• [Article]
The present invention discloses a driving device of a display device, which includes a timing controller, a column driver module and at least a delay module. The timing controller is used for outputting at least a load signal. The column driver module is coupled to the timing controller. The delay module is used for delaying the load signal for a predetermined time. The load signal is utilized to trigger the plurality of column drivers to output video data provided by a video data source and the video data corresponds to pixels on a panel of the display device.
The present invention further discloses a driving method for a display device. The driving method includes the following steps. At least a load signal is transmitted from a timing controller to a column driver module. The load signal is delayed for a predetermined time. The driving method can use in a cascading, point-to-point or bus-type interfacing architecture to transmit the load signal.
The present invention further discloses a column driver for a display device, comprising an input terminal, a delay module and a video data processing unit. The input terminal is used for receiving a load signal. The delay module is coupled to the input terminal and used for delaying the load signal for a predetermined time. The video data processing unit is coupled to the delay module, and used for processing video data, provided by a video data source, and outputting the processed video data to pixels on a panel of the display device according to timing of the load signal outputted from the delay module.

• [Set tasks]
**1.** Write out the section of the passage on the display driving device that begins at the words "The present invention further discloses a column" and stops after "the delay module.".
**2.** In the passage on the display driving device, which interfacing architectures can the driving method use to transmit the load signal?
**3.** Proceed with the passage on the display driving device from the point where it stops.

• [Information given]
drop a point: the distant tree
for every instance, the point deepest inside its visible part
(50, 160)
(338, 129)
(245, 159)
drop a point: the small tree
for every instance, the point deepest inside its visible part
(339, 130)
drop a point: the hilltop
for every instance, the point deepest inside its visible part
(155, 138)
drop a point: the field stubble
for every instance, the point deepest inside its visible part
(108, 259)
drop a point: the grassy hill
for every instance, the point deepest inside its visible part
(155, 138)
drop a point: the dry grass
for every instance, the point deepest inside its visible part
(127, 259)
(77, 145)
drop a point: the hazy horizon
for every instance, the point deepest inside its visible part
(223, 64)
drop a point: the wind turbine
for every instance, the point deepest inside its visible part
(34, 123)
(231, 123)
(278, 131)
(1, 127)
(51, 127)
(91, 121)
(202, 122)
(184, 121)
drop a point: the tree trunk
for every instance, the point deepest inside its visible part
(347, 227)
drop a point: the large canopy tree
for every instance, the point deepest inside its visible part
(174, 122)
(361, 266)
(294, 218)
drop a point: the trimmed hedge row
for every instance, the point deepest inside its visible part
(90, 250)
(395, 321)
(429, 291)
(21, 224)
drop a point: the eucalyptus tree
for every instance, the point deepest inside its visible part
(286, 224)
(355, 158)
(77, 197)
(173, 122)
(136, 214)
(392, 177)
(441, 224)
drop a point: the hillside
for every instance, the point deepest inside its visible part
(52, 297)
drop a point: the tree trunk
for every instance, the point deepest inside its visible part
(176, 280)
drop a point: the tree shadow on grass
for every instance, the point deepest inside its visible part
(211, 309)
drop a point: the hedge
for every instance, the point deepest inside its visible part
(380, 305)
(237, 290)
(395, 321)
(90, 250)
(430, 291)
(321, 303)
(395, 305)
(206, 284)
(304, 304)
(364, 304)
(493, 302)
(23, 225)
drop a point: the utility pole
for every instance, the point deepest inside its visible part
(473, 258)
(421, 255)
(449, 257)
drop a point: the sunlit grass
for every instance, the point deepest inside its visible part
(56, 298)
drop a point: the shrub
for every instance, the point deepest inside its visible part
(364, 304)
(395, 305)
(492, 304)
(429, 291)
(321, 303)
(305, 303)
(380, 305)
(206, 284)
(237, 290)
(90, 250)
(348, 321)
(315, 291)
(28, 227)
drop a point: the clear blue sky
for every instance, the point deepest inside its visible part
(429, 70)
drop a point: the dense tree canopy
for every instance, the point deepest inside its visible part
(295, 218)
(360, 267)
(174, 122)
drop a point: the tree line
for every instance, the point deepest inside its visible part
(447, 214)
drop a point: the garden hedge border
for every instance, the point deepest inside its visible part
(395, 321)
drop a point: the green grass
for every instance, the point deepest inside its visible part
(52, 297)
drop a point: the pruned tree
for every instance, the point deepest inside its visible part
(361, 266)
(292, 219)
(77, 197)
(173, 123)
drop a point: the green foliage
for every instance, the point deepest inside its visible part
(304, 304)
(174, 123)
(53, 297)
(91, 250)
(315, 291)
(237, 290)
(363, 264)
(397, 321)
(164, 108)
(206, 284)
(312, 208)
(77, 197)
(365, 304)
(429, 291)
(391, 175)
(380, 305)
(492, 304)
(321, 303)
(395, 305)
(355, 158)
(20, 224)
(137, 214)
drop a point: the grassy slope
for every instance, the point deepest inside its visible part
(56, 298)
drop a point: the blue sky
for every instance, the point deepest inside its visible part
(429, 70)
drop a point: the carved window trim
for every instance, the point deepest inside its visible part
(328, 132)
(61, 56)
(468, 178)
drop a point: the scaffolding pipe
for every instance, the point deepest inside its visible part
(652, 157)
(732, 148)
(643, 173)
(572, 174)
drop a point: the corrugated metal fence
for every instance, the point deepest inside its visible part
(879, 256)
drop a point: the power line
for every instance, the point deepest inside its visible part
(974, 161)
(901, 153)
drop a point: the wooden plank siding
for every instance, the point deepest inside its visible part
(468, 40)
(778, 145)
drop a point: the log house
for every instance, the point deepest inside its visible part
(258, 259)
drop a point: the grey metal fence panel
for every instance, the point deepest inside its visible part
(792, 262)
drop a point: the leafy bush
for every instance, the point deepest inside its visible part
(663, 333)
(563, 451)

• [Replies]
**1.**
The present invention further discloses a column driver for a display device, comprising an input terminal, a delay module and a video data processing unit. The input terminal is used for receiving a load signal. The delay module is coupled to the input terminal and used for delaying the load signal for a predetermined time. The video data processing unit is coupled to the delay module, and used for processing video data, provided by a video data source, and outputting the processed video data to pixels on a panel of the display device according to timing of the load signal outputted from the delay module.

**2.** Cascading, point-to-point, or bus-type.

**3.**
The present invention further discloses a timing controller of a display device. The timing controller includes at least a delay module and an output unit. The delay module is used for delaying a load signal for a predetermined time. The output unit is used for outputting the delayed load signal to at least a column driver. The load signal is utilized to trigger the column driver to output the video data.
These and other objectives of the present invention will no doubt become obvious to those of ordinary skill in the art after reading the following detailed description of the preferred embodiment that is illustrated in the various figures and drawings.
The main concept of the present invention is, for a display device, embedding delay information into a load signal outputted from a timing controller to a column driver side. The delay information can be generated at the column driver side or the timing controller side, depended on the transmission architecture corresponding to the load signal.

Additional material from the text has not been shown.